■ **Selected extract**:
::::::::::

Tools for extracting Channel State Information from formats produced by a range of WiFi hardware/drivers, written in Python with numpy.
Python 3.8+ required.
- CSI parsing from Atheros, Intel (IWL5300/AX200/AX210), Nexmon, ESP32, FeitCSI and PicoScenes (USRP, etc) formats.
- Processing and Visualisation using numpy and matplotlib.
- CSV/JSON generators for dataset serialisation.
- Library and Tools for parsing CSI for your own Python applications.
Documentation updates are incoming.
Don't have your own CSI data? Check out CSI-Data for a collection of public CSI datasets.
CSIKit is a framework aimed at assisting data scientists, researchers, and programmers with performing experiments and tests using CSI-capable WiFi hardware.
While the various public extraction toolkits do include scripts for parsing CSI data from their specific formats, these are largely written for MATLAB. Given the increasing focus on using deep learning in CSI experimentation, Python tools for parsing and processing CSI data may be more desirable for some. This is aimed at improving the accessibility of CSI research for those who may be interested in the area but have little experience with network engineering.

::::::::::

■ **Source data**:
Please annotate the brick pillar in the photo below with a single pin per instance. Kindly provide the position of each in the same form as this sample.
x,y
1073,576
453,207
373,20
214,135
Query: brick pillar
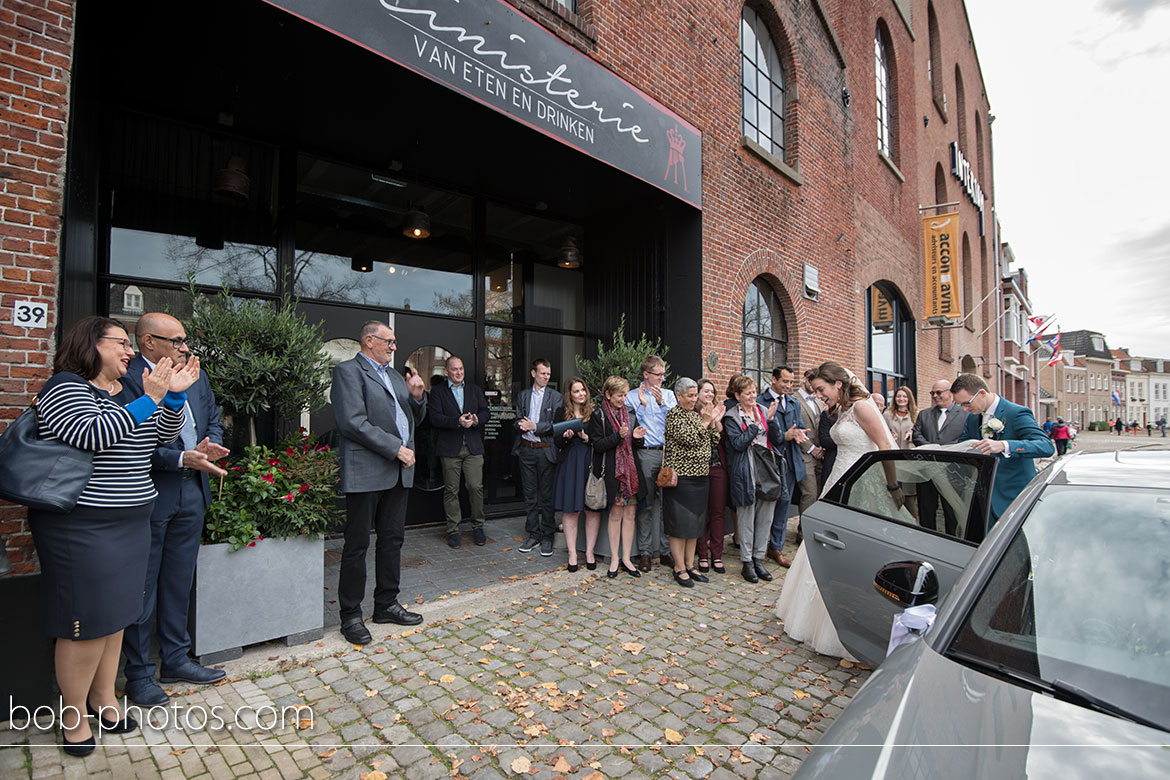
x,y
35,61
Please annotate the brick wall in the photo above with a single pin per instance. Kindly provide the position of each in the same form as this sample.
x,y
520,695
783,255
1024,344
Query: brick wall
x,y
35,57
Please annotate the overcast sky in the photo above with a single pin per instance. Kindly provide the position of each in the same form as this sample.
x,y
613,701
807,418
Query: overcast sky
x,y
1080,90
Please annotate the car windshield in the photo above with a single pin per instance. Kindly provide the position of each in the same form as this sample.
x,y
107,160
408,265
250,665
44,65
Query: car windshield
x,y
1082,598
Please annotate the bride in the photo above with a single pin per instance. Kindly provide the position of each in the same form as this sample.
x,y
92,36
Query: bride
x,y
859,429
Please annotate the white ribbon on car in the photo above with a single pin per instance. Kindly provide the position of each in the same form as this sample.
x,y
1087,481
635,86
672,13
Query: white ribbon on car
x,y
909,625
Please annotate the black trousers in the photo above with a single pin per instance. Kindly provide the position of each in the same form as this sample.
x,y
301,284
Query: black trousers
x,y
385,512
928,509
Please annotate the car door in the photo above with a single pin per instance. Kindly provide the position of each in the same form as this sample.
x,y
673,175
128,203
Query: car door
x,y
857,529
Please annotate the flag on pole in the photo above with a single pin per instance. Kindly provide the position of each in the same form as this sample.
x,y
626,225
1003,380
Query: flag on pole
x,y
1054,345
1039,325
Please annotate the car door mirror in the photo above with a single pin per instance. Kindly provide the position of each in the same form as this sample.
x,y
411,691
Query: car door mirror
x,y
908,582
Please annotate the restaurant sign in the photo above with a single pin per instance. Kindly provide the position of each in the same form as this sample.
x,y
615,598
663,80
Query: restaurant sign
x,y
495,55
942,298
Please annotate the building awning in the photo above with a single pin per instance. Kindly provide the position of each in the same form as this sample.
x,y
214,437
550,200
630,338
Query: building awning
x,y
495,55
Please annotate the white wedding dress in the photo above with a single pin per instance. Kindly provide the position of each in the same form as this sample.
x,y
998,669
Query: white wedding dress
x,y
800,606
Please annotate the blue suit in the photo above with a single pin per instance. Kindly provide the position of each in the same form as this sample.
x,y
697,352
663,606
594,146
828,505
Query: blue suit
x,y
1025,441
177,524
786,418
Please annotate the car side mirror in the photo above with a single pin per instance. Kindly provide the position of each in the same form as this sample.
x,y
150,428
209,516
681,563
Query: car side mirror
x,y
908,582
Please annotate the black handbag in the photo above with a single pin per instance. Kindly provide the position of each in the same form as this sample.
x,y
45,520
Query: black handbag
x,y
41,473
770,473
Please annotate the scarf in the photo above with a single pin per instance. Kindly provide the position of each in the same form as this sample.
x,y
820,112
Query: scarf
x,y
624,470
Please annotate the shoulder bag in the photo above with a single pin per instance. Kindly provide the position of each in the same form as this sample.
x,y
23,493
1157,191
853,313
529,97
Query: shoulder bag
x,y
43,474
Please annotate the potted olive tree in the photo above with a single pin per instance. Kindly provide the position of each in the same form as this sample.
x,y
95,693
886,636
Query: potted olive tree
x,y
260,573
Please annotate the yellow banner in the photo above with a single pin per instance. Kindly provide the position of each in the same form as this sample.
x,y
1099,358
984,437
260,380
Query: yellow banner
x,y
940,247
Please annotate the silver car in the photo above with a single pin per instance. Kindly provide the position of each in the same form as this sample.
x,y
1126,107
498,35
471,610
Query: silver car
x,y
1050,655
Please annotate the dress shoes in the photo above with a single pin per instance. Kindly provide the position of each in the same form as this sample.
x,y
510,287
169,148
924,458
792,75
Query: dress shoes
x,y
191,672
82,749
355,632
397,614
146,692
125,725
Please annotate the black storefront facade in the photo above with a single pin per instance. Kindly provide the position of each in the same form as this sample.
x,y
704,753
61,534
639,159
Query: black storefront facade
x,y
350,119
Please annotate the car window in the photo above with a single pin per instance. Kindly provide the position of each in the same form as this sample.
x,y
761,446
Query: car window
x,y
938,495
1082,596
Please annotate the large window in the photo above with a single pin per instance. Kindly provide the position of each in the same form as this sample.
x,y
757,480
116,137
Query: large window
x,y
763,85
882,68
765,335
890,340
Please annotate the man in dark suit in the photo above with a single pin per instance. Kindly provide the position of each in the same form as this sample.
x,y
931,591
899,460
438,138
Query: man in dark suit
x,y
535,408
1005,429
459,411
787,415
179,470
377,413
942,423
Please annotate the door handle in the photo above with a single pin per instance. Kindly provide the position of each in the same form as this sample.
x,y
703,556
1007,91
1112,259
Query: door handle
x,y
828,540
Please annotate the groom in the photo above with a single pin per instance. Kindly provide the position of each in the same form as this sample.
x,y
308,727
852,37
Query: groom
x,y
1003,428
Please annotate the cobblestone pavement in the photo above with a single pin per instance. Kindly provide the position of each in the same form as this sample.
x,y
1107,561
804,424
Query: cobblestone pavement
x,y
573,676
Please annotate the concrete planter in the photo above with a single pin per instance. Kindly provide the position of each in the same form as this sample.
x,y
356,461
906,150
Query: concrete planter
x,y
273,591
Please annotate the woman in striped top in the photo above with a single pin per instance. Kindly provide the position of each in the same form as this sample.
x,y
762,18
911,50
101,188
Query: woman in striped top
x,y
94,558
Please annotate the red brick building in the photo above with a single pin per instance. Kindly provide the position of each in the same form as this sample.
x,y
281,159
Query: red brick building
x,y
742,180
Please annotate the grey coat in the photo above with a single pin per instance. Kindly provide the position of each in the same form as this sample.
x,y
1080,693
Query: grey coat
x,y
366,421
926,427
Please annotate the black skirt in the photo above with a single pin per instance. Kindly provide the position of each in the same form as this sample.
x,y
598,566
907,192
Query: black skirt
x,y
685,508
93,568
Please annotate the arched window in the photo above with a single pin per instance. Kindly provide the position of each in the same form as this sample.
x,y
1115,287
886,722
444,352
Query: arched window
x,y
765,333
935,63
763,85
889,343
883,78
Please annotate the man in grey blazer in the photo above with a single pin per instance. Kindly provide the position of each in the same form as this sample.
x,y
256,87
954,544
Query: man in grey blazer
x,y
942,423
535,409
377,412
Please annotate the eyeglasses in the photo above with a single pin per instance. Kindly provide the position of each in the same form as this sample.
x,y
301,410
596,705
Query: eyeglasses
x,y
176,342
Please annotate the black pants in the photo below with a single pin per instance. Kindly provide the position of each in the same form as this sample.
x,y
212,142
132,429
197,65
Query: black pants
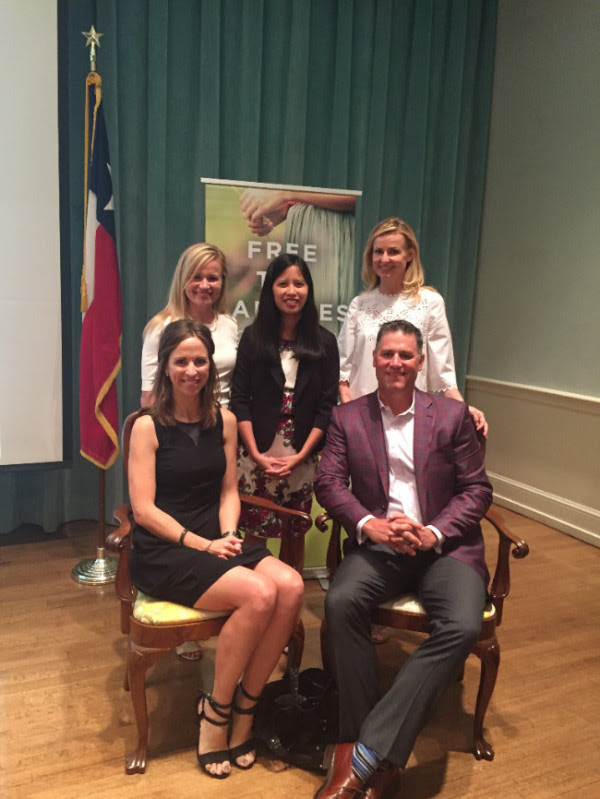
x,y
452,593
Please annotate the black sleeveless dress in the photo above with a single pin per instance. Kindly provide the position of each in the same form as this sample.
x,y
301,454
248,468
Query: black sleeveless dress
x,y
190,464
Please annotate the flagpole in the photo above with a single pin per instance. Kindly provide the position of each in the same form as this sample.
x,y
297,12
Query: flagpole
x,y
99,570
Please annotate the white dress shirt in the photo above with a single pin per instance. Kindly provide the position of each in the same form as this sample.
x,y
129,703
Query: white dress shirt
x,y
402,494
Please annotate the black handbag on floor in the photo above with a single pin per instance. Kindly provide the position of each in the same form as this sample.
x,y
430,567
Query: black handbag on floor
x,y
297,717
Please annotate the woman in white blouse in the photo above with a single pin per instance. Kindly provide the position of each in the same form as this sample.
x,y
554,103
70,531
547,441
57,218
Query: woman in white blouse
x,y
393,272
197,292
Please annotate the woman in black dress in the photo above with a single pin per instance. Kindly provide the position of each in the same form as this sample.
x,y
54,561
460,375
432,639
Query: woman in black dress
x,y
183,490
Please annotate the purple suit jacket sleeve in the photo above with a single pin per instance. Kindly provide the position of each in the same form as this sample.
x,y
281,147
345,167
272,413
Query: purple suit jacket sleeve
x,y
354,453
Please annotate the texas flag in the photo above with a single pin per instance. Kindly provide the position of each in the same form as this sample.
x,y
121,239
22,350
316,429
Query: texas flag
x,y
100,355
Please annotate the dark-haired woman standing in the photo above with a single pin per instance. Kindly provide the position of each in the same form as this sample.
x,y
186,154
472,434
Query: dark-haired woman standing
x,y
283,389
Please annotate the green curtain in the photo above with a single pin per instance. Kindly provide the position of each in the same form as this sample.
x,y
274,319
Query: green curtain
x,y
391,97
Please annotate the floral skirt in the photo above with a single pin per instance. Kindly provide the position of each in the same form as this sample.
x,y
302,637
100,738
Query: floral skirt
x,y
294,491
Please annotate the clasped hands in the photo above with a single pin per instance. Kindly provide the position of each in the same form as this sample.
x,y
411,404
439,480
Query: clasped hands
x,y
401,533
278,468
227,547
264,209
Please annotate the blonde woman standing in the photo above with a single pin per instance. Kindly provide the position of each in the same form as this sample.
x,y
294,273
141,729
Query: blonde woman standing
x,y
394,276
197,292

::::::::::

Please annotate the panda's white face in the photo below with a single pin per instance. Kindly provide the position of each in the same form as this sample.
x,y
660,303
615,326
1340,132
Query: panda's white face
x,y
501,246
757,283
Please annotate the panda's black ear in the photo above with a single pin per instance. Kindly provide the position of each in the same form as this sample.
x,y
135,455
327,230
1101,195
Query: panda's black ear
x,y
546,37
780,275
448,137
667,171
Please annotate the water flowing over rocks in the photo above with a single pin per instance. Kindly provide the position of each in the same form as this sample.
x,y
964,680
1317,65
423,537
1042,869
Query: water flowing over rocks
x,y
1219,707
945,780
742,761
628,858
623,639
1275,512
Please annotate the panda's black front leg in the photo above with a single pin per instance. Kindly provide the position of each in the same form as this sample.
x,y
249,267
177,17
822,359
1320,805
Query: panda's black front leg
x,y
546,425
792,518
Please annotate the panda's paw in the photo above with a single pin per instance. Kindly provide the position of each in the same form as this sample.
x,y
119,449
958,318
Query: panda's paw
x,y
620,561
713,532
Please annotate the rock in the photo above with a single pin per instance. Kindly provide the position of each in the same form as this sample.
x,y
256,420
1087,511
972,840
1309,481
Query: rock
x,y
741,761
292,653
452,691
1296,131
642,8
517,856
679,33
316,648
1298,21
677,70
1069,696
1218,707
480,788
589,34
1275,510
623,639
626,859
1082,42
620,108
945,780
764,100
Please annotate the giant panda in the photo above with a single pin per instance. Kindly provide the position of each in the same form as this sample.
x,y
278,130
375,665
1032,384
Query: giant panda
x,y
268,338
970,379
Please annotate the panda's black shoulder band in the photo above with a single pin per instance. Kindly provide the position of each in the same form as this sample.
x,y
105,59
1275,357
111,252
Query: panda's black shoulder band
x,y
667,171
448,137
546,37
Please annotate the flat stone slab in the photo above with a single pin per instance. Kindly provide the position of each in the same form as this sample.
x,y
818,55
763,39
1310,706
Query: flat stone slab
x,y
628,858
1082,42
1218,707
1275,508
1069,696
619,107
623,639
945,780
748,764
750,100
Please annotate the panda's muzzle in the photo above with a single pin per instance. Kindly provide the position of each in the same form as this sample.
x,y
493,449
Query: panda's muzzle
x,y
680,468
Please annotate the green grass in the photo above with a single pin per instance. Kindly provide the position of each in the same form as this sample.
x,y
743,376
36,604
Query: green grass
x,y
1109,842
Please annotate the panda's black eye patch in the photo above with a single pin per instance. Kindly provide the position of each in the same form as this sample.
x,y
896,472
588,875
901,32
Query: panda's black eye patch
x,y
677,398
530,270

::::::::::

■ **Task A**:
Answer these questions from the text on CSIKit:
(i) Which Python version does the text require?
(ii) Which two libraries does it use for processing and visualization?
(iii) For which language are the public extraction toolkits' CSI parsing scripts largely written?
■ **Task B**: Filter the records, keeping every line that contains the string "groom".

■ **Written response A**:
(i) Python 3.8 or later.
(ii) numpy and matplotlib.
(iii) MATLAB.

■ **Written response B**:
Please annotate the groom in the photo above with a single pin per instance. Kindly provide the position of each in the same form as this sample.
Query: groom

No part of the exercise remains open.